■ **Data to process**:

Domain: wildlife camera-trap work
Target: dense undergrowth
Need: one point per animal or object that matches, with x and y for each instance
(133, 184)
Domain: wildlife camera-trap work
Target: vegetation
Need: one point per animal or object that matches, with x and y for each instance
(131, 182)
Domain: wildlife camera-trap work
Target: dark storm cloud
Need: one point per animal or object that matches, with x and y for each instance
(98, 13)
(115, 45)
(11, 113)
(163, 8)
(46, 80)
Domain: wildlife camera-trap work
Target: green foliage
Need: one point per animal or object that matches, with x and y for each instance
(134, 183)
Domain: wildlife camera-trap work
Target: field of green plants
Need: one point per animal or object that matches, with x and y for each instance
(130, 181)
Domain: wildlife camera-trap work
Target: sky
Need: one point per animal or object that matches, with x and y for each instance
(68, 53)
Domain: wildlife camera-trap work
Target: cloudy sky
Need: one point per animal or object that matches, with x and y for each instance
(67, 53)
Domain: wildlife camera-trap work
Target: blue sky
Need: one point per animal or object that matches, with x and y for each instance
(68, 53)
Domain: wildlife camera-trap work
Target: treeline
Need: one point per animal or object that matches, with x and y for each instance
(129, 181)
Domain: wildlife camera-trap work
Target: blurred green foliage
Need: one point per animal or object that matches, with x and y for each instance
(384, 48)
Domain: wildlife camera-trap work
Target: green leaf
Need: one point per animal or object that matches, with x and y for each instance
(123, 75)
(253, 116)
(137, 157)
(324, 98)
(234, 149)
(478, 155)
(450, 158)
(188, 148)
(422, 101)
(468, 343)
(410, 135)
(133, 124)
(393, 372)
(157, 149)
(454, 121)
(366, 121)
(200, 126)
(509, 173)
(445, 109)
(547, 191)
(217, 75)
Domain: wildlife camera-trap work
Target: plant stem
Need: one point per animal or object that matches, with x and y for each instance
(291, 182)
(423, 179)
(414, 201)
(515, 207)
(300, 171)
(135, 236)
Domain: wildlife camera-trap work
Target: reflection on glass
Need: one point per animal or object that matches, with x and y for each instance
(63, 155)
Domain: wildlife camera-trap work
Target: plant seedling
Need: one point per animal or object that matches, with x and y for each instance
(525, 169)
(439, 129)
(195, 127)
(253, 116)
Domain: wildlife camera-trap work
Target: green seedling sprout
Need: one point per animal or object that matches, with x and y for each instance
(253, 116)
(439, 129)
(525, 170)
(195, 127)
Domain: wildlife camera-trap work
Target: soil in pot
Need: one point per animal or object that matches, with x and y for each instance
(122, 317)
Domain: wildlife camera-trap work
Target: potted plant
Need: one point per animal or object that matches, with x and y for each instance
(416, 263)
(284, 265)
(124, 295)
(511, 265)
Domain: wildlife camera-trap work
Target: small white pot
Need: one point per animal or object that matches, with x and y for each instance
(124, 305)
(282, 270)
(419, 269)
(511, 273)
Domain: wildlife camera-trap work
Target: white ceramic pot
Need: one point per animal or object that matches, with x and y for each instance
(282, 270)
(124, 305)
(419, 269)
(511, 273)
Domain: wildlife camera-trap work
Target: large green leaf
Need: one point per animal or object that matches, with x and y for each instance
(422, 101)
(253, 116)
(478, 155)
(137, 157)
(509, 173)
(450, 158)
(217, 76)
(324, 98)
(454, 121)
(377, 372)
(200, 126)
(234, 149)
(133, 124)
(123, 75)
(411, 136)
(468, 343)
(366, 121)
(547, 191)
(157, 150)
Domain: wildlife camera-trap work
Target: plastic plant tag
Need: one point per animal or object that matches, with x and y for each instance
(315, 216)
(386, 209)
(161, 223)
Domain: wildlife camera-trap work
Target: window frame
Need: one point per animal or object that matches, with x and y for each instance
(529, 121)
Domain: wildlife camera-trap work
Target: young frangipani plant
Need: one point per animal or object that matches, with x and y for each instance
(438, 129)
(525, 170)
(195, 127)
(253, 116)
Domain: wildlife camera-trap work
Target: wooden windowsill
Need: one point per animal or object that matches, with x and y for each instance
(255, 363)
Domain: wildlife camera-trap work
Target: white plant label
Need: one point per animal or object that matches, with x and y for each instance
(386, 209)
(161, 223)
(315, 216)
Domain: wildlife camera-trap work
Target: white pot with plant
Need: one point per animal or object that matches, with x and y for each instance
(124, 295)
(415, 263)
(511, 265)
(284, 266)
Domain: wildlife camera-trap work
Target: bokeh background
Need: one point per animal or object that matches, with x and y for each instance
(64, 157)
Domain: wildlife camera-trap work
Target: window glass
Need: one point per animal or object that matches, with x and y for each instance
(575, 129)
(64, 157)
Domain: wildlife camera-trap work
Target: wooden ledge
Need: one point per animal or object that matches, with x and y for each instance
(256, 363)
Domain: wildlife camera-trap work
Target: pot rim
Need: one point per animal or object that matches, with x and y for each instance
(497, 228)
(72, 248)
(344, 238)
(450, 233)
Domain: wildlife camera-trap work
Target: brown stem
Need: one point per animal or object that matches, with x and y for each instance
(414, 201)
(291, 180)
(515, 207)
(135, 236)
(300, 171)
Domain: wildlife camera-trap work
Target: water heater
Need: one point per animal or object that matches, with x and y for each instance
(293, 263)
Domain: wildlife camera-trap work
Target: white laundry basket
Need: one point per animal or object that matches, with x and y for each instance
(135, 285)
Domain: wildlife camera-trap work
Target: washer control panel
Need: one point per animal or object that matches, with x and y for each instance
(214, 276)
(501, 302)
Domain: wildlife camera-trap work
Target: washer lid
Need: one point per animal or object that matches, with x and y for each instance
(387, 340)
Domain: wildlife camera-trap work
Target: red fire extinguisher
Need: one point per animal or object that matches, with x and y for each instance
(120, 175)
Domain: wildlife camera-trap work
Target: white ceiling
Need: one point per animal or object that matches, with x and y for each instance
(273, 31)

■ **Your instructions**:
Please count the lines of the rows above that contain the string "seedling", treating uppercase and lowercase letters as different. Reply with the number alone.

■ **Exercise answer**:
2